**Task description**
Could you reproduce word for word the stretch of lines from the start of the records through the line containing "For your reference, the"?

**Dataset items**
· · · ·
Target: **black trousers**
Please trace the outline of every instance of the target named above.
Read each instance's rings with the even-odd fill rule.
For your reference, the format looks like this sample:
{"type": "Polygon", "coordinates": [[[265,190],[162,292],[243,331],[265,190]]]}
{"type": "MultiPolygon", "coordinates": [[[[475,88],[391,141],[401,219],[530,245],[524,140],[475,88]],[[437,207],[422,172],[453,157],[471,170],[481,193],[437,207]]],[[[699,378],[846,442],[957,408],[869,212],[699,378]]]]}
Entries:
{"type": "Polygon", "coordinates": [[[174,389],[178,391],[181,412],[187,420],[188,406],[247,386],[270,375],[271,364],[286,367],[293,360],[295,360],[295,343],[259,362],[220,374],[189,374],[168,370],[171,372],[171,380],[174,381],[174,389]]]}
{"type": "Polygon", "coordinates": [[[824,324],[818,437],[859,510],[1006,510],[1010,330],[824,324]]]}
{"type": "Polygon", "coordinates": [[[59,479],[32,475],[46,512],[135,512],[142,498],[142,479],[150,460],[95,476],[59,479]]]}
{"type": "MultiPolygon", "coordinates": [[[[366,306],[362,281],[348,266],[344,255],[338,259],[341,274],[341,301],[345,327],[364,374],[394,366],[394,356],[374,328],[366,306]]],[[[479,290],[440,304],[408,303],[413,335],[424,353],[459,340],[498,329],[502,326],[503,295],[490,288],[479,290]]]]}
· · · ·
**Response for this exercise**
Target: **black trousers**
Please trace the outline of every instance of the target named above.
Read each instance's rings with the even-odd fill rule.
For your reference, the format looks like this sample:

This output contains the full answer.